*OBJECTIVES*
**A)** Decide whether each statement below agrees with the text on column stills, answering yes or no and quoting the deciding words of the text exactly. (i) A pot still can only work in batches. (ii) Column stills may be used to distill Cognac. (iii) Calvados Pays d'Auge AOC may be distilled by column still.
**B)** According to the text on column stills, what is the first column of a column still called?
**C)** From the text on column stills, write out the part that opens with the words containing "Column stills are frequently" and closes with "by pot still.".

[START OF DOCUMENT TEXT]

The copper stills similar to the originals once at Locke’s in Kilbeggan, were produced by Millars & Co Ltd of Church Street, Dublin.
A column still, also called a continuous still, patent still or Coffey still, is a variety of still consisting of two columns.
The first column (called the analyzer) in a column still has steam rising and wash descending through several levels. The second column (called the rectifier) carries the alcohol from the wash, where it circulates until it can condense at the required strength.
Column stills behave like a series of single pot stills, formed in a long vertical tube. The tube is filled with either porous packing or bubble plates. The rising vapour, which is low in alcohol, starts to condense in the cooler, higher level of the column. The temperature of each successively higher stage is slightly lower than the previous stage, so the vapour in equilibrium with the liquid at each stage is progressively more enriched with alcohol. Whereas a single pot still charged with wine might yield a vapour enriched to 40-50% alcohol, a column still can achieve a vapour alcohol content of 96%; an azeotropic mixture of alcohol and water. Further enrichment is only possible by absorbing the remaining water using other means, such as hydrophilic chemicals or azeotropic distillation.
A column still is an example of a fractional distillation, in that it yields a narrow fraction of the distillable components. This technique is frequently employed in chemical synthesis; in this case, the component of the still responsible for the separation is a fractionating column.
A continuous still can, as its name suggests, sustain a constant process of distillation. This, along with the ability to produce a higher concentration of alcohol in the final distillate, is its main advantage over a pot still, which can only work in batches. Continuous stills are charged with preheated feed liquor at some point in the column. Heat (usually in the form of steam) is supplied to the base of the column. Stripped (approximately alcohol-free) liquid is drawn off at the base, while alcoholic spirits are condensed after migrating to the top of the column.
Column stills are frequently used in the production of grain whisky and is the most commonly used type of still in the production of Bourbon and other American whiskeys. Distillation by column still is the traditional method for production of Armagnac, although distillation by pot still is allowed. The use of column stills for the distillation of Cognac is forbidden. Distillation by column stills are permitted for Calvados AOC and Calvados Domfrontais. Calvados Pays d’Auge AOC is required to be distilled by pot still.

[END OF DOCUMENT TEXT]
[START OF DATA ROWS]

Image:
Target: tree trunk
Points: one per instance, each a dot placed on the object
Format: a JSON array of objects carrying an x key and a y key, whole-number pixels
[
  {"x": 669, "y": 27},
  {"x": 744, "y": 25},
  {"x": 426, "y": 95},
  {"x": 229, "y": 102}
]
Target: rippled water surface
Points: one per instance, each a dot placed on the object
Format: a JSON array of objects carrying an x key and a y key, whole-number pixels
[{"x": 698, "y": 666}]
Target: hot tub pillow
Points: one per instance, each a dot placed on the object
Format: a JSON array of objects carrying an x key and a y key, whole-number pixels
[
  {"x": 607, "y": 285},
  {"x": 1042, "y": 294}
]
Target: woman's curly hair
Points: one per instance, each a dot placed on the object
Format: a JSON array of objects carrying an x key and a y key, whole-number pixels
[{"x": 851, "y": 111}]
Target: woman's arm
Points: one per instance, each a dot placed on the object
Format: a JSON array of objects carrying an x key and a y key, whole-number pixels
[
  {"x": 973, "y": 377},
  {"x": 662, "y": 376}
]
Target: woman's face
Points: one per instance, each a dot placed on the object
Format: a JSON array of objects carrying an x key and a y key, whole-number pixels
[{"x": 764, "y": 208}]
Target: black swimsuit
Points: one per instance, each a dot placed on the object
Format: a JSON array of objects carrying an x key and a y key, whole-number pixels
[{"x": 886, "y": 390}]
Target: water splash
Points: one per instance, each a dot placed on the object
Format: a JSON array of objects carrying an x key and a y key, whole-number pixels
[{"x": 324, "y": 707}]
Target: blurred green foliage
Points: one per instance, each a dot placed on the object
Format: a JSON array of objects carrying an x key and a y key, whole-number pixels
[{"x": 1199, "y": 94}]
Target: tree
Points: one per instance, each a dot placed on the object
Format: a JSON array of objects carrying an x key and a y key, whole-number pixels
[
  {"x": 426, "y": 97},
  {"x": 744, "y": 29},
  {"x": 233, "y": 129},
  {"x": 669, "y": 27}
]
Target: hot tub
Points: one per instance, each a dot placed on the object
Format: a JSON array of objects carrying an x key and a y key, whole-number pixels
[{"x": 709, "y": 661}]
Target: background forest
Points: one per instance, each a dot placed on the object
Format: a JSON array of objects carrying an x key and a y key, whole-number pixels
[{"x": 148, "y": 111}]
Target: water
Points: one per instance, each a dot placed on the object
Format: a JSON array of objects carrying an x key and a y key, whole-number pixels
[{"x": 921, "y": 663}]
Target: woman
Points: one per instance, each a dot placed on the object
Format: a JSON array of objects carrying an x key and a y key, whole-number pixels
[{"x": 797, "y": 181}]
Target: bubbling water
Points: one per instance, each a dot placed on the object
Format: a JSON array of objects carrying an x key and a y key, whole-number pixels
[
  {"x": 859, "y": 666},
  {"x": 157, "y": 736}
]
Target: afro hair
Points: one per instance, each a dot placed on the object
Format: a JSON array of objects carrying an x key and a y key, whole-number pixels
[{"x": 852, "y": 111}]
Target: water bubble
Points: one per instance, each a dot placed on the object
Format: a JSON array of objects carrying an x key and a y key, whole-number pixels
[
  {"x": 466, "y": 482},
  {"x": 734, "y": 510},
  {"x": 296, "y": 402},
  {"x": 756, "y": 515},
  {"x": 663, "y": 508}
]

[END OF DATA ROWS]

*WORKED ANSWERS*
**A)**
(i) Yes: "a pot still, which can only work in batches"
(ii) No: "The use of column stills for the distillation of Cognac is forbidden."
(iii) No: "Calvados Pays d’Auge AOC is required to be distilled by pot still."

**B)** It is called the analyzer.

**C)**
Column stills are frequently used in the production of grain whisky and is the most commonly used type of still in the production of Bourbon and other American whiskeys. Distillation by column still is the traditional method for production of Armagnac, although distillation by pot still is allowed. The use of column stills for the distillation of Cognac is forbidden. Distillation by column stills are permitted for Calvados AOC and Calvados Domfrontais. Calvados Pays d’Auge AOC is required to be distilled by pot still.